Photo courtesy of Arenamontanus via Flickr, modified by Curiousmatic.
Depending on who you ask, the possibility of uploading your brain to a computer is either a crazy theory, or a scientific inevitability.
Also known as WBE (Whole Brain Emulation), this process would be capable of transferring mental content into a computational device, or vice versa.
The concept of uploading your brain, which could mean preserving a person’s consciousness after death, is a proponent of what some call technological singularity: a hypothetical moment in time when AI will surpass human intelligence, changing civilization entirely.
Who believes it?
Google’s chief engineer Ray Kurzweil, for one, believes that this singularity and the digital immortality it implies are closer than we think, according to Reuters.
Kurzweil, author of “The Singularity is Near,” reasons that the rapid growth of biotechnology and life expectancy predict a “tremendous transformation of health and medicine” within the next 10-20 years.

= SUPPLIED ENTRIES =
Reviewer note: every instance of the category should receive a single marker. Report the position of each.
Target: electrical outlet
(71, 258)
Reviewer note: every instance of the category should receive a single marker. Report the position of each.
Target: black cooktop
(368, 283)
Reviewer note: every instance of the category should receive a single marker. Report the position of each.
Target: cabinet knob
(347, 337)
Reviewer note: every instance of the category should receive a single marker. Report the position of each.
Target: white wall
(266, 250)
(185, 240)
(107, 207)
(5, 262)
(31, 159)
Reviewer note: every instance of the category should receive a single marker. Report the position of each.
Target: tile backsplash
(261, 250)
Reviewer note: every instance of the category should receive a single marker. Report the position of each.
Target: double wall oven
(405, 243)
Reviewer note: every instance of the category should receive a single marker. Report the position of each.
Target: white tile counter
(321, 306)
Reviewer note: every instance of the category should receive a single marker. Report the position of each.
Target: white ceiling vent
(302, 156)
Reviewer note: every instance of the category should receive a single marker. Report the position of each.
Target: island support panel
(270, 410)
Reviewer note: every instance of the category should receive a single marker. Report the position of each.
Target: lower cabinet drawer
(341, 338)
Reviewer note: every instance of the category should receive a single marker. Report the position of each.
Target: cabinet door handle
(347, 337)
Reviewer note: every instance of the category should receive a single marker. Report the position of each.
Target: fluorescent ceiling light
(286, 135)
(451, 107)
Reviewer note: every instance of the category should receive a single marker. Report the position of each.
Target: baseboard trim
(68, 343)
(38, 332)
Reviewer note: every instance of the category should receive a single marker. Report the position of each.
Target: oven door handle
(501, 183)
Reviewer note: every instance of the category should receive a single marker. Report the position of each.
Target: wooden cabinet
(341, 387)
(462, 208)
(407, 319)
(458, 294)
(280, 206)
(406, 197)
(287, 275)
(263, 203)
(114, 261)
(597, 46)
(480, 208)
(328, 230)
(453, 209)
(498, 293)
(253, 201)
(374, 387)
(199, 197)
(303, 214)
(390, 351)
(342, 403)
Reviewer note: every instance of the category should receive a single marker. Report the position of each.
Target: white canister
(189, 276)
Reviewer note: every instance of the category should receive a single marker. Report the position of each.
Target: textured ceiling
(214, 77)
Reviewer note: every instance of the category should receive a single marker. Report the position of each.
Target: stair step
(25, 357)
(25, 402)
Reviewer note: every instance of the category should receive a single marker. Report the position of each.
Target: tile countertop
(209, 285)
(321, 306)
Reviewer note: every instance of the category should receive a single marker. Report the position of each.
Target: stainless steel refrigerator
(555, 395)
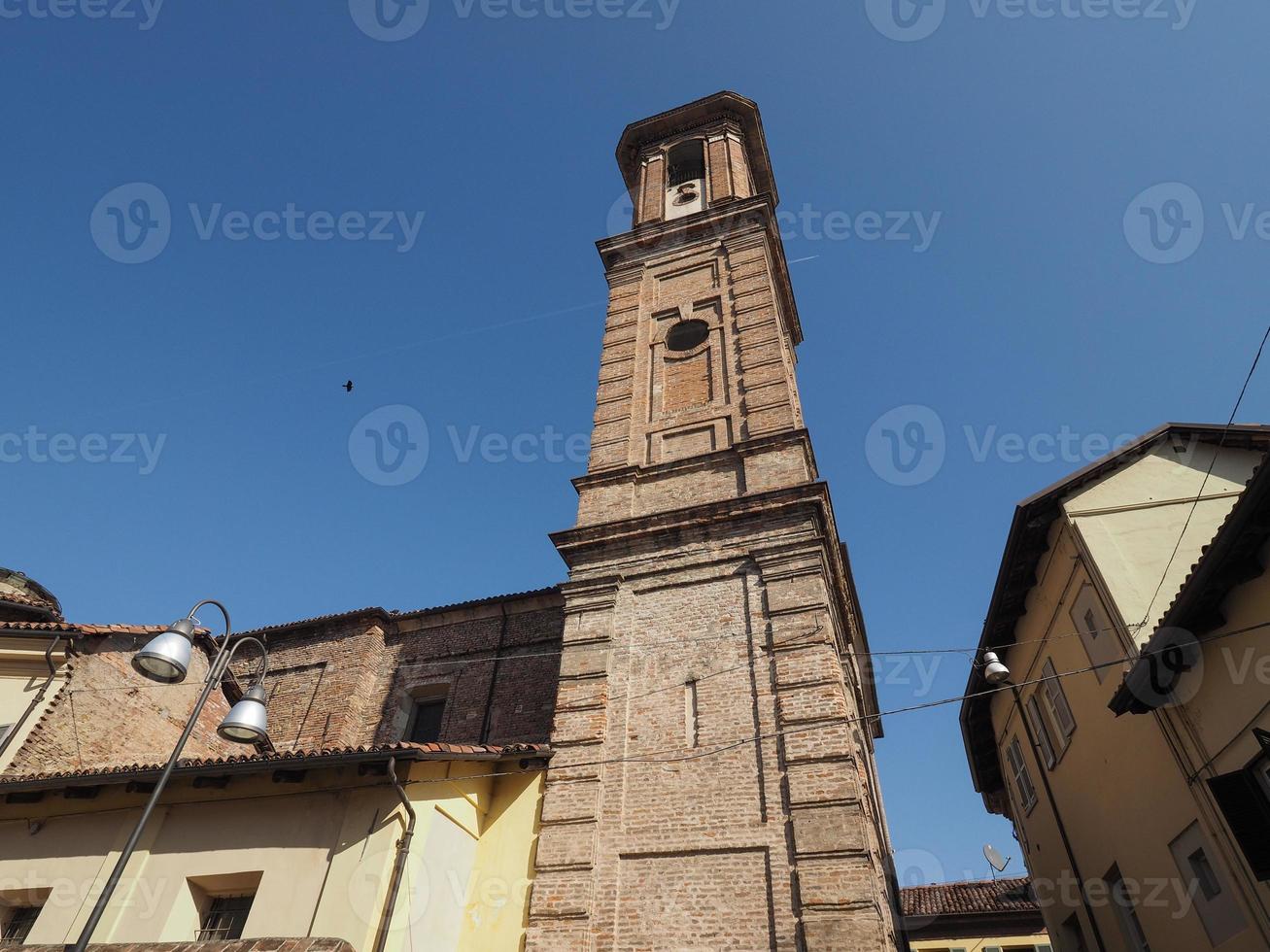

= WHAT TO WORK ON =
1. In the article on brain uploading, what does the abbreviation WBE stand for?
2. Write the next few sentences of the brain uploading article, picking up right after its last sentence.

= ANSWERS FOR EACH ITEM =
1. Whole Brain Emulation

2.
By mid-century, he expects humans to become “increasingly non-biological to the point where the non-biological part dominates,” with software-based humans living on the web, projecting their bodies from the net.
This would be easier to dismiss if it were only Kurzweil who believed it — but he’s not. Theoretical physicist Michio Kaku’s book “The Future of the Mind” makes very similar claims.
According to the Telegraph’s review, Kaku, though skeptical of Kurzweil’s rapid timeline, argues that despite obstacles, freeing your mind of its physical body by uploading your brain is well within the laws of physics.
Memory uploading, in fact, has already been achieved with mice. Kaku predicts that the ability to upload sets of knowledge could drastically change the economy. Given how AI technology is poised to replace half of U.S. jobs in the near future, this could be a breakthrough solution.
Why it could be true
On the surface, the theory of uploading your brain digitally may seem crazy to even the sanest individual. But if Moore’s Law is to be believed — and so far, it has been frighteningly accurate — computers have and will continue to double in computing power every two years.
Kurzweil estimates in his book that this doubling will lead to drastic scientific advancement and complete brain simulation capability.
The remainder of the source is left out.